PASSAGE PROVIDED ::
>> Start
The folded state looks like you could annoy a lot of people on the underground, especially at rush hour. 

Even in their own video, the quality looks pretty sketchy, brakes and pedals especially. But one or two half decent looking components too. 

It might be worth £400, and if you're only doing short rides here and there, might be OK, although, for that kind of riding, are 7 gears really necessary?


----------



## mjr (23 Jan 2018)

mitchibob said:


> It might be worth £400, and if you're only doing short rides here and there, might be OK, although, for that kind of riding, are 7 gears really necessary?


Depends on the terrain, plus many in the UK still decry 3-speeds because they couldn't set their Raleigh Chopper or Shopper's indexing correctly (despite it being easier than derailleur indexing) and blamed the bike.


----------



## Pro Tour Punditry (23 Jan 2018)

The terrain would include hilly bits, it seems that historic Jocks liked building settlements on hills


----------



## srw (23 Jan 2018)

The cost of the components you name, without the frame and fold, would be nearly £400. Somewhere, someone has cut some serious corners. Brakes made of cheese? Cheapest possible tyres? A folding mechanism that won't stay shut?


----------



## BSOh (23 Jan 2018)

a good buying team?


----------



## Crackle (23 Jan 2018)

I think the main compromise is the fold, it doesn't go particularly small. The rest you'd have to assess on viewing the bike.


----------



## srw (23 Jan 2018)

BSOh said:


> a good buying team?


They have that. But if you do the sums I suspect it won't be enough.


----------



## deptfordmarmoset (23 Jan 2018)
>> End
TASKS FOR THIS EXERCISE ::
A – In the forum thread, what does Crackle name as the main compromise?
B – Write out the stretch of the forum thread from "Depends on the" through "Punditry (23 Jan 2018)".

SOURCE EXCERPT ::
>> Start
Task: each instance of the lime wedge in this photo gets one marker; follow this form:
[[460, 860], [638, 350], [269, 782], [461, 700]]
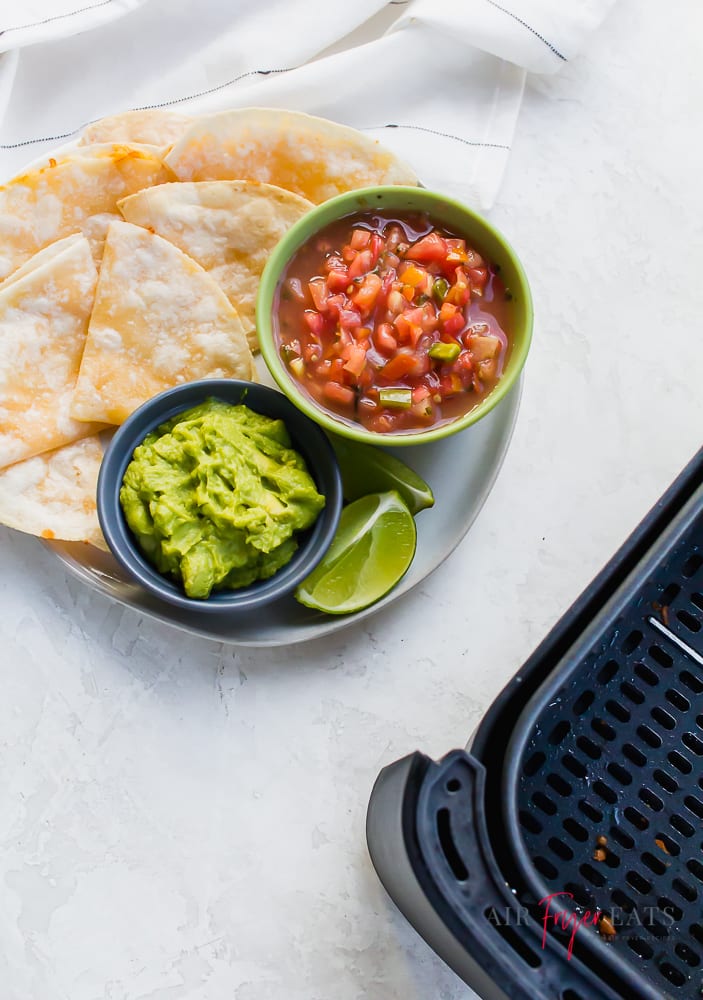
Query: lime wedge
[[366, 469], [372, 549]]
>> End
ANSWERS FOR THE EXERCISE ::
A – The fold, because it doesn't go particularly small.

B –
Depends on the terrain, plus many in the UK still decry 3-speeds because they couldn't set their Raleigh Chopper or Shopper's indexing correctly (despite it being easier than derailleur indexing) and blamed the bike.


----------



## Pro Tour Punditry (23 Jan 2018)